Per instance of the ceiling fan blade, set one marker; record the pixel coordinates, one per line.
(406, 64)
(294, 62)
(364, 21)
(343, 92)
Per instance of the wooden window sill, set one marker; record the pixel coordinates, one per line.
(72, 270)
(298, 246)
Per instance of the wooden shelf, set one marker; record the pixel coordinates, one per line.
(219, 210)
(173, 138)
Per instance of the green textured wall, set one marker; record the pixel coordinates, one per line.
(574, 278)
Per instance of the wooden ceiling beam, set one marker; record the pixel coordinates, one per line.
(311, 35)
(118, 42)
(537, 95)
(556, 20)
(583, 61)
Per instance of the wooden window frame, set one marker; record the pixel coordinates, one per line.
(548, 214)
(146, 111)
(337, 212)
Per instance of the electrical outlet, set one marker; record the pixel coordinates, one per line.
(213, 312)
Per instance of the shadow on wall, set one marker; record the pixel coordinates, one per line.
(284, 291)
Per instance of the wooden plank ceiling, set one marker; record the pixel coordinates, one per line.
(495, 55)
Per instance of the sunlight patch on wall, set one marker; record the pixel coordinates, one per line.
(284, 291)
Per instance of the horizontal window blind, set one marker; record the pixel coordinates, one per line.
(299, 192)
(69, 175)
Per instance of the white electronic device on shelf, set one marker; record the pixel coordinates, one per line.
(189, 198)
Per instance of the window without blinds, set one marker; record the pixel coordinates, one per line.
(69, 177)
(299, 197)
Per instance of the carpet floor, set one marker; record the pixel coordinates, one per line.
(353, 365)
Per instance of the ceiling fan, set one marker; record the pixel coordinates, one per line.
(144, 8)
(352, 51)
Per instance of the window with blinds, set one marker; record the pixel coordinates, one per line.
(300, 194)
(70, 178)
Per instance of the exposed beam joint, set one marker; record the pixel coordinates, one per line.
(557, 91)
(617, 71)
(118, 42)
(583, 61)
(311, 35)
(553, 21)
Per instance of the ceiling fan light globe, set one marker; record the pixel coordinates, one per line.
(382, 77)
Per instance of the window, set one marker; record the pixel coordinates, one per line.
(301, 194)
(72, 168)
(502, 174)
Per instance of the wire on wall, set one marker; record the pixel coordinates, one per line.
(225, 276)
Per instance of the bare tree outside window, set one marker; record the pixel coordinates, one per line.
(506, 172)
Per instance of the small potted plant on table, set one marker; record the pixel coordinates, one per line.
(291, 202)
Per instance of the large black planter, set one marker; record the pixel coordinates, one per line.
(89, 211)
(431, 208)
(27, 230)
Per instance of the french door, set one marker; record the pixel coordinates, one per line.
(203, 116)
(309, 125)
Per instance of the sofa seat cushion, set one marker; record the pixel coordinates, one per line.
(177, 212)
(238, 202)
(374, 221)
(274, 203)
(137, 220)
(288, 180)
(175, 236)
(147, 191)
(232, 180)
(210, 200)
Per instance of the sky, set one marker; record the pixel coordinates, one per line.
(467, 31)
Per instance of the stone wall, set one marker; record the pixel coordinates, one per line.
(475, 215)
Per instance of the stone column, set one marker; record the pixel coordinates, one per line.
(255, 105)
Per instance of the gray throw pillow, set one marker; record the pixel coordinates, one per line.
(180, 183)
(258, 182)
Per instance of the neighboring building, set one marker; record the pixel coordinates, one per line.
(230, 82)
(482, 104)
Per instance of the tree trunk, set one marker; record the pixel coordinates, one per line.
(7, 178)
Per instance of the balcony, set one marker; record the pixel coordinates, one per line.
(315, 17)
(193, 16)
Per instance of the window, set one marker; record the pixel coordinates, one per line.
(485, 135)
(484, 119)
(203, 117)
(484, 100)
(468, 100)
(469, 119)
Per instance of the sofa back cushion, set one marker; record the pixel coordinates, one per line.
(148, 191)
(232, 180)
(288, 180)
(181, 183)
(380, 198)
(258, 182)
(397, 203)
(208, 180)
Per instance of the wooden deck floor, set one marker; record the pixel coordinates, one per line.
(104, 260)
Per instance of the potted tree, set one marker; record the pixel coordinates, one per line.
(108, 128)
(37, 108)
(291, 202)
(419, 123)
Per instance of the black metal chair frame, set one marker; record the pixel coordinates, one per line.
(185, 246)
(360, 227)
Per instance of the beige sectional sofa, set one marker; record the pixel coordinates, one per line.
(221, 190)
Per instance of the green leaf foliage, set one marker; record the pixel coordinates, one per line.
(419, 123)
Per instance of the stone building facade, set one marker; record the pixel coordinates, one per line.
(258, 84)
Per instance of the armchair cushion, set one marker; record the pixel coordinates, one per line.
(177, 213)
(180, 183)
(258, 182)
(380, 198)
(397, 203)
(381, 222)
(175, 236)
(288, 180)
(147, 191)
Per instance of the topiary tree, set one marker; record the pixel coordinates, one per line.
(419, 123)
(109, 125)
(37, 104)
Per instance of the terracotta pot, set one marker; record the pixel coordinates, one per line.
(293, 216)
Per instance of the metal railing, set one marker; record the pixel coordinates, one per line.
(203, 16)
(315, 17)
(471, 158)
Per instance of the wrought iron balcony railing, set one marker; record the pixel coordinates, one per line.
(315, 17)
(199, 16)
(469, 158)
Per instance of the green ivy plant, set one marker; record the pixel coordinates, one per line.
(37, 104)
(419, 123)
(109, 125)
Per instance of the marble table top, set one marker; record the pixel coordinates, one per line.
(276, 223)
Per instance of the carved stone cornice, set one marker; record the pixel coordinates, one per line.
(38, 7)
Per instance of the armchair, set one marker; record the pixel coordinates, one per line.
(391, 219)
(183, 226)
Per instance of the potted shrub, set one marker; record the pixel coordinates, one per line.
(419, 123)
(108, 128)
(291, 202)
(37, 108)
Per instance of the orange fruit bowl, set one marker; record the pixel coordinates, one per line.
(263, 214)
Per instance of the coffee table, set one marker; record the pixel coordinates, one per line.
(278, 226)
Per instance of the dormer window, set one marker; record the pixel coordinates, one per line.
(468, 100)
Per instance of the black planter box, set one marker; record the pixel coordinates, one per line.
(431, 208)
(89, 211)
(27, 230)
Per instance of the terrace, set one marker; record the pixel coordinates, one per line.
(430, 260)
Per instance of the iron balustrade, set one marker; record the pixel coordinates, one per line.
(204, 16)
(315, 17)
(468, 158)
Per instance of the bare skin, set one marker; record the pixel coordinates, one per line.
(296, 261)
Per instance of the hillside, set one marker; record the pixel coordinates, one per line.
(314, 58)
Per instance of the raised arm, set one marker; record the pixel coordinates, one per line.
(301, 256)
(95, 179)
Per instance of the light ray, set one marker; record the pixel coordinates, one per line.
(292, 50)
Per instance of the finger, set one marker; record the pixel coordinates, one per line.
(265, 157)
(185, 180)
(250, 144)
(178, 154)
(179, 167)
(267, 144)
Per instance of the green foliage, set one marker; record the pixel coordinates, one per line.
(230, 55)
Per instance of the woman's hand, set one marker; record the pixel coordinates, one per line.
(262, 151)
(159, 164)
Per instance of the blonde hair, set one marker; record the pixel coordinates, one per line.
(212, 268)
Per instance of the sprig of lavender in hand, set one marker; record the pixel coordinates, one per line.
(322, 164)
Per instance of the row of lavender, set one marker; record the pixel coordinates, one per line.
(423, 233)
..........
Repeat every line of the material exactly.

Per instance of the ceiling fan blade, set one marker; record the pixel coordinates, one per line.
(406, 64)
(294, 62)
(364, 21)
(343, 92)
Per instance of the wooden window sill, set one marker; record the pixel coordinates, one per line.
(72, 270)
(298, 246)
Per instance of the wooden shelf, set one marker; record the pixel coordinates, one per line.
(219, 210)
(173, 138)
Per instance of the green textured wall, set one marker; record the pixel coordinates, one per line.
(574, 278)
Per instance of the wooden ceiling beam, set one marker; record the pixel coordinates, one per line.
(311, 35)
(118, 42)
(537, 95)
(556, 20)
(583, 61)
Per instance of the wooden window frame, set one marker; record the pixel coordinates, one per line.
(548, 214)
(146, 111)
(337, 212)
Per instance of the electrical outlet, set one marker; record the pixel coordinates, one per line.
(213, 312)
Per instance of the shadow on wall, set one marker; record the pixel coordinates, one per line.
(284, 291)
Per instance of the wooden plank ceiling, set one marker; record the pixel coordinates, one per line.
(495, 55)
Per instance of the sunlight patch on wall, set one marker; record the pixel coordinates, one per line.
(284, 291)
Per instance of the horizontal window blind, set one marker; record the pixel coordinates, one per line.
(299, 192)
(69, 175)
Per instance of the white electronic device on shelf, set one marker; record the pixel coordinates, one per line.
(189, 198)
Per instance of the window without blinds, set one marker; record the pixel coordinates, one per line.
(69, 177)
(299, 197)
Per instance of the carpet floor, set one marker; record the pixel coordinates, one per line.
(353, 365)
Per instance of the ceiling fan, set one marker; record the pixel coordinates, one per line.
(144, 8)
(352, 51)
Per instance of the window with blinds, set one marker; record the pixel coordinates, one per line.
(300, 194)
(70, 178)
Per instance of the exposed beam joint, set one marker; record the pixel coordinates, one per line.
(557, 91)
(617, 71)
(118, 42)
(583, 61)
(311, 35)
(553, 21)
Per instance of the ceiling fan light globe, set one marker; record the pixel coordinates, one per line.
(382, 77)
Per instance of the window, set one marker; record the pixel coordinates, one per line.
(301, 194)
(72, 168)
(502, 174)
Per instance of the wire on wall, set one marker; record the pixel coordinates, one per line.
(225, 276)
Per instance of the bare tree outside window, set one marker; record the pixel coordinates, one per line.
(506, 172)
Per instance of the small potted plant on table, set one marker; record the pixel coordinates, one per line.
(291, 202)
Per instance of the large black planter, set one marker; record the pixel coordinates, one per line.
(89, 211)
(431, 208)
(27, 230)
Per instance of the french door, set one marker; record the pixel coordinates, one per line.
(203, 116)
(309, 125)
Per instance of the sofa seat cushion, set one marker; record the pixel coordinates, one per line.
(177, 212)
(238, 202)
(374, 221)
(274, 203)
(137, 220)
(288, 180)
(175, 236)
(147, 191)
(232, 180)
(210, 200)
Per instance of the sky, set one marker; record the pixel coordinates, one per line.
(467, 31)
Per instance of the stone wall, set one marker; record the pixel coordinates, one per line.
(475, 215)
Per instance of the stone column, set one marker; record the pixel coordinates, one per line.
(255, 105)
Per instance of the gray throw pillow, set one marker; record the pixel coordinates, one per line.
(180, 183)
(258, 182)
Per instance of the neighboring building, set one marker; record the pixel coordinates, one per line.
(230, 82)
(482, 104)
Per instance of the tree trunk, set one marker; record the pixel coordinates, one per line.
(7, 178)
Per instance of the balcony, set one marker; record the pixel coordinates, one per line.
(315, 17)
(193, 16)
Per instance of the window, set one marker; record the pixel coordinates, one per line.
(485, 135)
(484, 119)
(203, 117)
(484, 100)
(468, 100)
(469, 119)
Per instance of the sofa back cushion, set one marker; record the pixel coordinates, one per line.
(148, 191)
(232, 180)
(288, 180)
(181, 183)
(380, 198)
(258, 182)
(397, 203)
(208, 180)
Per instance of the wooden deck floor, set one marker; record the pixel coordinates, one per line.
(104, 260)
Per instance of the potted tree, set one marker; record the pixel coordinates, one per line.
(108, 128)
(37, 108)
(291, 202)
(419, 123)
Per instance of the black metal chair frame, set one marker; record the pixel coordinates, one per line.
(185, 246)
(360, 227)
Per instance of the beige sectional sofa, set one marker; record the pixel coordinates, one per line.
(221, 190)
Per instance of the green leaf foliage, set one marker; record the pixel coordinates, one per line.
(419, 123)
Per instance of the stone building facade, set one marker; record the pixel coordinates, one per line.
(258, 84)
Per instance of the armchair cushion, set one marker; record the pixel coordinates, one per line.
(177, 213)
(180, 183)
(258, 182)
(380, 198)
(397, 203)
(381, 222)
(175, 236)
(288, 180)
(147, 191)
Per instance of the topiary tree, set one marker; record the pixel coordinates, one per line.
(419, 123)
(109, 125)
(37, 104)
Per instance of the terracotta pot, set one marker; record the pixel coordinates, one per line.
(293, 216)
Per instance of the metal railing, set one marker; record the pixel coordinates, one per line.
(203, 16)
(315, 17)
(471, 158)
Per instance of the wrought iron balcony railing, set one marker; record the pixel coordinates, one per line.
(315, 17)
(199, 16)
(469, 158)
Per instance of the green ivy plant, set one marker; record the pixel coordinates, one per line.
(37, 104)
(419, 123)
(109, 125)
Per instance of the marble table top, set one marker; record the pixel coordinates, one per line.
(276, 223)
Per instance of the carved stone cornice, set one marker; record the pixel coordinates, one per line.
(38, 7)
Per instance of the armchair, set one marker; record the pixel coordinates, one per line.
(391, 219)
(183, 226)
Per instance of the potted shrub, set one marker; record the pixel coordinates, one per line.
(419, 123)
(108, 128)
(291, 202)
(37, 108)
Per instance of the orange fruit bowl, set one marker; record the pixel coordinates, one per line.
(263, 214)
Per instance of the coffee table, set one marker; record the pixel coordinates, one per line.
(278, 226)
Per instance of the dormer window, set one marker; record the pixel coordinates, one per line.
(468, 100)
Per instance of the black planter box, set one marker; record the pixel coordinates, one per line.
(431, 208)
(89, 211)
(27, 230)
Per instance of the terrace, set one marker; record the pixel coordinates, one per line.
(430, 260)
Per instance of the iron balustrade, set one marker; record the pixel coordinates, one per line.
(204, 16)
(315, 17)
(468, 158)
Per instance of the bare skin, set one marker; record the pixel coordinates, one per line.
(296, 261)
Per instance of the hillside, set one marker; record the pixel coordinates, one per line.
(314, 58)
Per instance of the raised arm, set one marker; record the pixel coordinates, one per line.
(301, 256)
(95, 179)
Per instance of the light ray, set one marker; record the pixel coordinates, one per line.
(292, 50)
Per instance of the finger, set one marker; record the pixel coordinates, one per line.
(265, 157)
(185, 180)
(250, 144)
(178, 154)
(179, 167)
(267, 144)
Per instance of the green foliage, set one marker; record the pixel coordinates, one per line.
(230, 55)
Per instance of the woman's hand, set one marker; record the pixel coordinates, one per line.
(262, 151)
(159, 164)
Per instance of the blonde hair, set one marker; record the pixel coordinates, one per line.
(212, 268)
Per instance of the sprig of lavender in hand, set one marker; record the pixel coordinates, one per line.
(322, 164)
Per instance of the row of lavender, set one marker; record the pixel coordinates, one per line.
(423, 233)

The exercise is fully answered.